> **CONSEGNA 1**
Nel testo sul referendum costituzionale, il commento firmato da Claudio Bucci si dice preoccupato per la domanda quasi unanime di un sistema proporzionale. Spiega in una o due frasi su quali motivi il commento fonda questa preoccupazione.
> **CONSEGNA 2**
Prosegui il testo sul referendum costituzionale dal punto in cui si ferma.

> **ESTRATTO FORNITO**
═══

Buon lavoro, Graziano – adelante, hasta la victoria, del bene, siempre.
(Mario Guidetti, portavoce tavolo Hemingway)
Il referendum costituzionale ha espresso una volontà popolare così chiara, inequivocabile e ampia per cui deve essere accettata col massimo rispetto. Essendo stato io peraltro un convinto sostenitore del sì vorrei comunque esporre qualche riflessione in merito (sapendo a priori di espormi ai sarcasmi più vari). La “lettura” che vedo più ricorrente nei media cartacei e televisivi (non frequentando altri media molto più in voga) è che l’ampia vittoria del no sia imputabile alla personalizzazione impressa da Renzi in campagna elettorale, e sicuramente questa componente c’è stata. Personalmente penso che abbia giocato molto anche una rabbia montante nelle società, occidentali in particolare, che è un po’ il riassunto di varie motivazioni legate ai cambiamenti epocali nei quali siamo “immersi”. Cambiamenti che stanno mettendo in discussione le attese, le abitudini, il benessere in cui le nostre società si sono consolidate dal 2° dopoguerra in poi. E’ un sentire, mi pare, molto percepito dalle nuove generazioni e dalle generazioni “di mezzo” che porta ad una crescente sfiducia in tutto e in tutti. Da questa “radice”, quasi inconsciamente, trova sfogo buona parte del malessere attuale di società in fase di crisi, incolpandone chi è al vertice del potere politico. Occorrerebbe, forse, riflettere che le cose non sono precipitate in questi ultimi due anni, ma sono il frutto di comportamenti e decisioni da ricondurre almeno agli ultimi 30/40 anni. La volontà di “rovesciare tavoli”, di “abbattere palazzi”, di protestare è, secondo la mia “lettura” una componente importante del forte no che si è espresso. Una tentazione, certo comprensibile, ma credo in definitiva politicamente sterile. Sappiamo che le “imprese di demolizione” operano in tempi veloci, ma poi occorre mettere in campo “imprese di costruzione”, e ricostruire è opera molto più lunga e laboriosa. Per quanto riguarda infine la legge elettorale mi preoccupa non poco questa quasi unanime domanda di proporzionale. Ricordo che col proporzionale abbiamo avuto quasi 70 anni di instabilità politica e ricordo pure che un insegnamento costante dell’on. Aldo Moro fu che la democrazia può dirsi “compiuta” quando il confronto è tra due forze politiche che si possano alternare al potere secondo la decisione degli elettori.
(Claudio Bucci)
Più semplicemente, il risultato del referendum è stato un no ad “una impresa di demolizioni” che voleva tirar giù 47 piani della Costituzione. Così difficile da capire? Basta un sì.

═══

> **MATERIALE FORNITO**
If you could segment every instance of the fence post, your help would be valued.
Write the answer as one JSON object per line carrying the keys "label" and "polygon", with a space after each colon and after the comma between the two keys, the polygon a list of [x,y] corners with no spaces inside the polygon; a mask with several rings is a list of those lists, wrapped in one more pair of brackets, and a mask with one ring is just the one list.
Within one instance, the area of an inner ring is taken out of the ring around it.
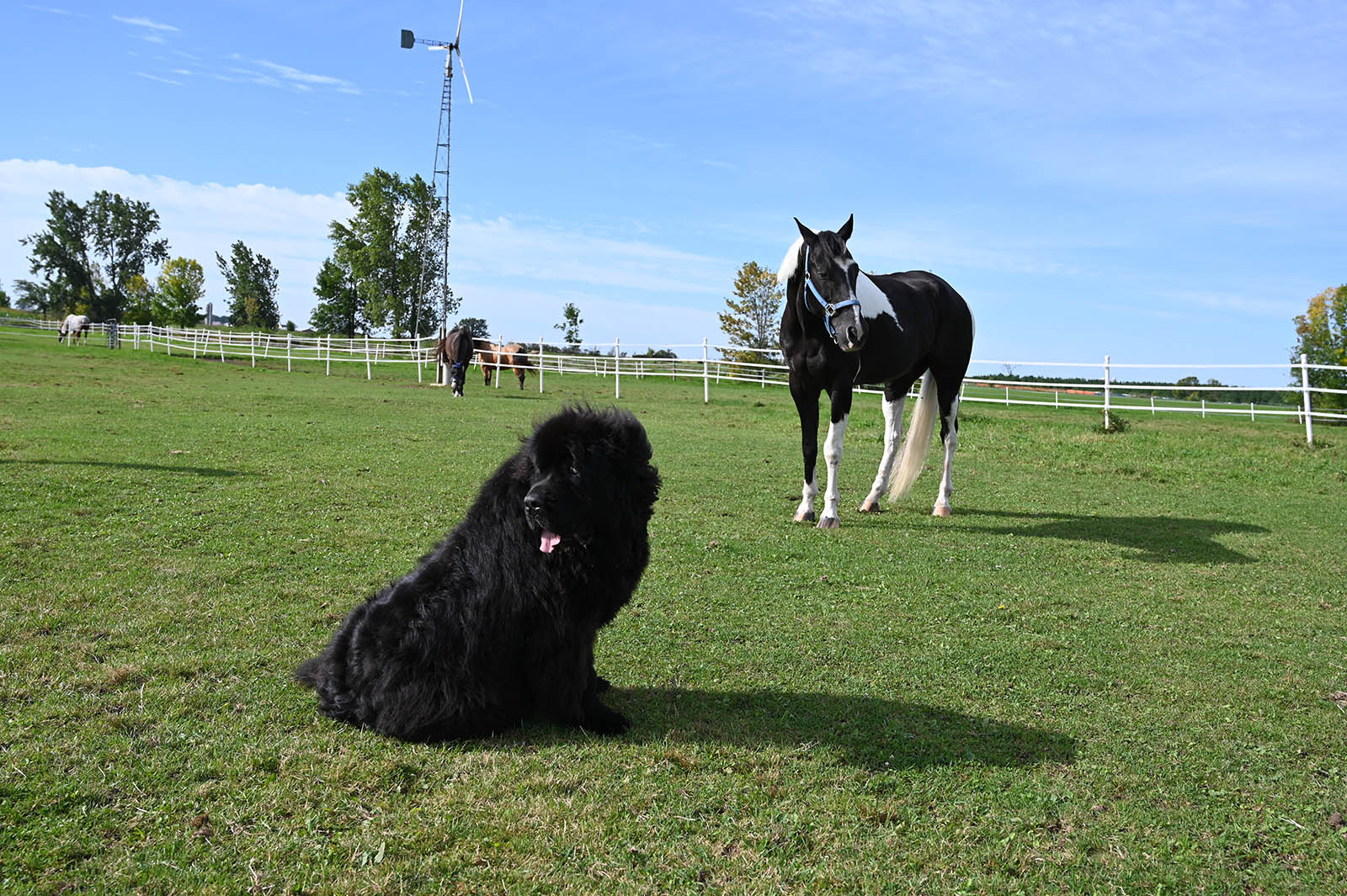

═══

> **RISPOSTA 1**
Il commento ricorda che con il proporzionale ci sono stati quasi 70 anni di instabilità politica. Richiama poi l'insegnamento di Aldo Moro, per cui la democrazia può dirsi "compiuta" quando il confronto avviene tra due forze politiche che possano alternarsi al potere secondo la decisione degli elettori.

> **RISPOSTA 2**
(mv)
Ricordo che col proporzionale l’Italia in 70 anni è diventata la quinta potenza industriale del mondo. In 16 anni di Euro e sistema maggioritario siamo all’ultimo posto nel mondo per crescita del pil. Serve altro?
(Commento firmato)
Avevo già scritto che per rispettare la sovranità popolare bisognerebbe tornare al voto ma tant’è, tutti hanno paura quindi meglio Graziano Delrio che altri fino alla speranza di avere una vera legge elettorale secondo la Costituzione appena salvata, anche se in montagna, luogo ove con il sangue lottarono, voi la volevate cambiare. Non vi capirò mai ed il guaio è che amo questa terra.
(A.c.)
Doveroso rispetto per chi ha sostenuto “che la democrazia può dirsi compiuta quando il confronto è tra due forze politiche che si possano alternare al potere secondo la decisione degli elettori”, ma il bipolarismo non fa parte della storia, e fors’anche della mentalità, di ogni Paese, e credo che ne vada preso atto. Quanto a durata degli Esecutivi ed instabilità politica, il primo governo Craxi ebbe una vita di 2 anni, 11 mesi e 28 giorni, se non ho sbagliato i calcoli, nel senso che fu abbastanza longevo, ed eravamo nel triennio 1983-1986, ossia in epoca nella quale, che io ricordi, vigeva il sistema proporzionale, con preferenze. Poi arrivò, di lì a poco, cioè qualche anno dopo, la “volontà di rovesciare tavoli, di abbattere palazzi”, o forse, per essere più precisi, qualche “tavolo” e qualche “palazzo”, coi risultati che sappiamo, specie i meno giovani tra noi.
(P.B.)
Strano modo di dimostrare massimo rispetto per la volontà popolare, quando poi la si legge come un “rovesciare tavoli”, “abbattere palazzi”, “una tentazione politicamente sterile”. Nessun sarcasmo, solo un rileggere uno dei commenti.
(mv)
Il tuo amico Delrio le imprese di costruzione le ha demolite e portate quasi tutte sull’orlo del fallimento. In montagna la vera crisi delle aziende arriva ora, se non si incomincia ad usare veramente la testa e non la politica le persone oneste intellettualmente non potranno mai riconoschersi in essa. Come possiamo dare credito a D’Alema! Forse uno dei politici più dannosi in Italia, ma sempre e comunque al vertice del Pci, Ds, Pd, sempre e incrollabilmente. Avvilente, veramente. Questo non vuole assolutamente essere un plauso a Renzi, il quale ha fatto grandi errori, grandi proclami seguiti molte volte da cose pasticciate: la riforma delle Provincie è emblematica, grande proclama, grande confusione, nessuna soluzione. Soprattutto non ha capito che cosa era veramente importante, non la modifica costituzionale di sicuro. Ha perso i voti dei giovani non avendo veramente e realmente compreso il problema principale degli italiani. Lavoro, lavoro, opportunità, giustizia, scelte a lungo termine spiegate e condivise.
(U.m)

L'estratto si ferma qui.